--- Selected excerpt ---
** BEGIN **
My aim is to evaluate the performance of parametric and non-parametric Bootstrap under specific circumstances; and particularly their ability to capture the population mean within their produced confidence intervals -from now and on when talking about "coverage" I mean the ability of the confidence interval to capture the population mean. In order to achieve that, I have created some macros (VBA scripts) which in combination with functions integrated in the spreadsheets, calculate the bootstrap confidence intervals. Let me explain the steps of the aforementioned procedure in order to get a more clear view of what is happening and I will finalise this post with my questions.

The aforementioned "circumstances" include the investigation of Bootstrap's performance for the Normal, LogNormal, Gamma, Negative Binomial and Poisson distributions, for sample sizes of 5, 20 and 50. Furthermore, let me add that anything I am explaining further to this sentence, corresponds only for the non-parametric Bootstrap process (as this is where my "problem" is situated), and if not I mention it. Let's take the case where we are testing the coverage for the Gamma distribution in order to simplify the comprehension of the process. The original samples (initial samples from which the Bootstrap samples are drawn/created) are drawn from a Gamma distribution with a and b parameters defined by myself, therefore we know the population mean. This is accomplished through the use of the inverse Gamma Excel function, with inserted values the respective demanded indices being a, b and RAND() function for the probability x. Then I just move this numbers to a different column as fixed values through the Offset statement in VBA, so that I can manipulate them afterwards, as indicated at the next sentence. As we are talking about the non-parametric Bootstrap, I am using in a different column, the VLOOKUP function, which with a little modification acts as the Empirical Distribution Function (EDF), upon which the Bootstrap samples are drawn from the original samples.
Let me state at this point, that inside the VLOOKUP function, I am using the RAND() function as well -needed in order to act as the EDF. Therefore, 1000 Bootstrap samples are created of the same size as the original sample (I have produced 1000 bootstrap samples as literature indicated that this is the "default" number for producing accurate confidence intervals). Then, I calculate for each bootstrap sample its mean, and store them in a column. I am specifically interested in assessing the performance of the Percentile bootstrap confidence intervals. Therefore, I am using the PERCENTILE.EXC function for 0.025 and 0.975, on the column where I have the Bootstrap means. So, through that way I have calculated the bootstrap confidence intervals based on the aforementioned percentiles. Then, through a simple IF function, I check whether my initial population mean is captured in the aforementioned intervals or not. The whole aforementioned process, signifies a single Bootstrap iteration. Imagine that I have done this procedure at least 100 times (of course VBA does it for me). Therefore, the percentage of the times that the confidence intervals capture the population mean, divided by 100, or any number of Bootstrap iterations, would give the total coverage percentage, thus the performance of the Bootstrap process.
** END **
--- Information supplied ---
** BEGIN **
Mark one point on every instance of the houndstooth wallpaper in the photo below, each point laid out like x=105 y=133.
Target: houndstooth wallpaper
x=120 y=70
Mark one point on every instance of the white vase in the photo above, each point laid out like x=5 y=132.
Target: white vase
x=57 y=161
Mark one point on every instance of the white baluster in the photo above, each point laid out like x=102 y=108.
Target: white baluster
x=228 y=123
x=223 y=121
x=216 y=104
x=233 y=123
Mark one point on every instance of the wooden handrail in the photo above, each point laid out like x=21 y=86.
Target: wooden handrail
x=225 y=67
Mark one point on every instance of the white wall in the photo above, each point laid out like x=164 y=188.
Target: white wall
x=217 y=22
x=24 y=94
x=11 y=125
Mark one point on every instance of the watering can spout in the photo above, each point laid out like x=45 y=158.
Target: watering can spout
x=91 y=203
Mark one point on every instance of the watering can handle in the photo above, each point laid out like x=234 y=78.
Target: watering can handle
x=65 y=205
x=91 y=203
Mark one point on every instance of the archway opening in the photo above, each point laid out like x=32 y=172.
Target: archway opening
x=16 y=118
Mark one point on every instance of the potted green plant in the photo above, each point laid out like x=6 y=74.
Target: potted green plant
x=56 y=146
** END **
** BEGIN **
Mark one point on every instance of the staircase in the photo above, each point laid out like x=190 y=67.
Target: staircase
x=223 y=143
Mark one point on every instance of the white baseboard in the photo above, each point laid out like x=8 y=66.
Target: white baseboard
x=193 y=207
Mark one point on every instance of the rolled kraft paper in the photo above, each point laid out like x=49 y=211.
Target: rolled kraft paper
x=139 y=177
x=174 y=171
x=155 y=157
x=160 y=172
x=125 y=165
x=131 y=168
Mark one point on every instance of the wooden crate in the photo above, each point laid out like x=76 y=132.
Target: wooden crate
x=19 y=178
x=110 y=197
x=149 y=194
** END **
** BEGIN **
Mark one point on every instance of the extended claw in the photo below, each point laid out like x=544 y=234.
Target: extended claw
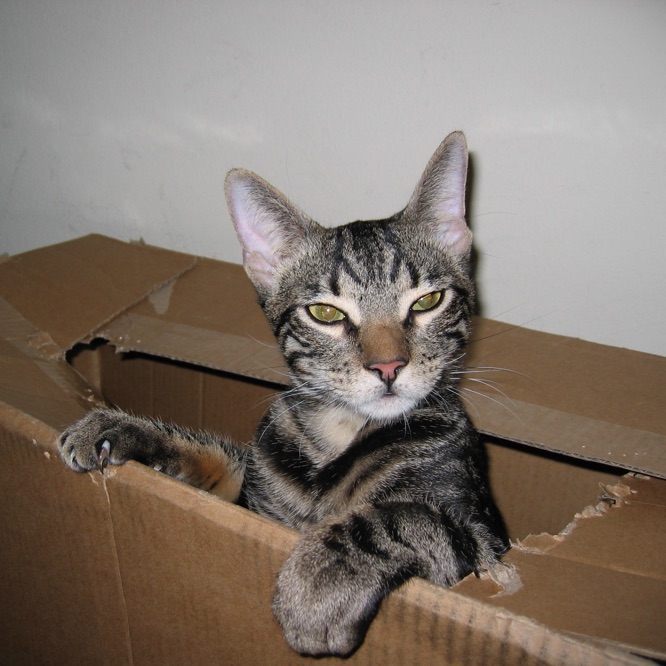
** END **
--- Given exercise 1 ---
Reproduce from the bootstrap coverage post the passage that opens with the words containing "My aim is to" and closes with "with my questions.".
--- Given exercise 2 ---
In the bootstrap coverage post, which Excel function is modified to act as the Empirical Distribution Function?
The listing isn't needed.

--- Solution 1 ---
My aim is to evaluate the performance of parametric and non-parametric Bootstrap under specific circumstances; and particularly their ability to capture the population mean within their produced confidence intervals -from now and on when talking about "coverage" I mean the ability of the confidence interval to capture the population mean. In order to achieve that, I have created some macros (VBA scripts) which in combination with functions integrated in the spreadsheets, calculate the bootstrap confidence intervals. Let me explain the steps of the aforementioned procedure in order to get a more clear view of what is happening and I will finalise this post with my questions.

--- Solution 2 ---
The VLOOKUP function.